EXCERPTED PASSAGE.
• • • •

Think about what trend would you expect to see in this data. Do you think nations with a high percentage of heavy drinkers have long or short life spans?

This is the chart that the historians created:

Figure 2.1

From this scatter plot, the Viridians observe that nations with a high percentage of heavy drinkers does indeed tend to also have longer lifespans, such great news! Excited about their findings, the historians hurry to find out how to produce this noble alcohol beverage to hopefully introduce it into Viridian society as soon as possible.

Did the conclusions above match your expectations? Proceed to the next exercise to find out if there is more to this dataset than meets the eye!

Exercise 2

“Not so fast” you caution the Viridian historians. Your memories of alcohol are dim, particularly from those nights when you ingested the substance, but you have a vague recollection of that it is not the health solution that the Viridians are looking for. You ask to see the raw data, which you should always inspect before taking any rash decisions. Confident in their findings, the historians show you the first few rows of the data in the table below, and inform you that you can hover over the points in the chart above to see additional information for each observations.

country region income_group percentage_heavy_drinkers life_expectancy_at_65
0 Afghanistan Asia 1. Low income 0.13 9.80
1 Albania Europe 3. Upper middle income 1.98 16.08
2 Algeria Africa 3. Upper middle income 0.25 15.29
... ... ... ... ... ...

• • • •

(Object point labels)
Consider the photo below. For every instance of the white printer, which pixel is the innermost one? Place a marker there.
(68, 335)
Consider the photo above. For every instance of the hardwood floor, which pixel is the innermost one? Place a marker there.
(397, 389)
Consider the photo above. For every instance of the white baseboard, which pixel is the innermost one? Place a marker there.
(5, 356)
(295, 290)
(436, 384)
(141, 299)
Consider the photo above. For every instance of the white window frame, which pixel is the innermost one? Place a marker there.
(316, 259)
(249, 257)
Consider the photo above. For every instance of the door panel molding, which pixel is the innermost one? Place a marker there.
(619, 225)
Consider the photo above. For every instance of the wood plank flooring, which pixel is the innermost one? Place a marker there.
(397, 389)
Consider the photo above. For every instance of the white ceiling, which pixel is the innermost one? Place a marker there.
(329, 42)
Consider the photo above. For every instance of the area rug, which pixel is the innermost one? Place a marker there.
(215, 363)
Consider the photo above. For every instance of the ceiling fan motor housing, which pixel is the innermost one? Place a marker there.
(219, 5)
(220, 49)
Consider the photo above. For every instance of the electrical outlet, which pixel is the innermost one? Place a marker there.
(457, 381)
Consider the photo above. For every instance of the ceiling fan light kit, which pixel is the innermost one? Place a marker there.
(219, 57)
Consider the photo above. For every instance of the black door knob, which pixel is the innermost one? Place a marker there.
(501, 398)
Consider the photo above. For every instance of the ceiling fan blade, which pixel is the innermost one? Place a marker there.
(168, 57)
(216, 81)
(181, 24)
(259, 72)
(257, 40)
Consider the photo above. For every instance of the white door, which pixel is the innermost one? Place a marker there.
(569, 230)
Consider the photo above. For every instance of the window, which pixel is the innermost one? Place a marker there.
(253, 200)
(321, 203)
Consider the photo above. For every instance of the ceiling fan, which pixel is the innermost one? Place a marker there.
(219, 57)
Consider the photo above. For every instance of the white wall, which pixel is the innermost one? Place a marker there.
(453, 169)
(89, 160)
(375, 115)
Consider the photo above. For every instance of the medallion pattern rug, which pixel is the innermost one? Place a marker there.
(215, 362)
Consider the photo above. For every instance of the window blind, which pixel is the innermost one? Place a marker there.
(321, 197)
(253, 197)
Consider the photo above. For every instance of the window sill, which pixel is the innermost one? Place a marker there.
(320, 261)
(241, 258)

• • • •

REQUIRED TASKS.
1. What percentage of heavy drinkers does the passage on heavy drinking and life expectancy list for Algeria?
2. Translate this sentence from the passage on heavy drinking and life expectancy into Spanish: "Do you think nations with a high percentage of heavy drinkers have long or short life spans?"
This data has no connection to the passage on heavy drinking and life expectancy.

PER-TASK ANSWERS.
1. 0.25

2. ¿Crees que las naciones con un alto porcentaje de bebedores empedernidos tienen una esperanza de vida larga o corta?